• [Excerpted records]
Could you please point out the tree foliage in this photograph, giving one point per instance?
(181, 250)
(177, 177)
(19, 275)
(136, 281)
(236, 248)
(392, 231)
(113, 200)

• [Given task] Reproduce the records above verbatim, line for line, changing no character.

• [Response below]
Could you please point out the tree foliage in this photograph, giving one point per instance?
(181, 250)
(177, 177)
(19, 275)
(136, 281)
(236, 248)
(392, 231)
(113, 200)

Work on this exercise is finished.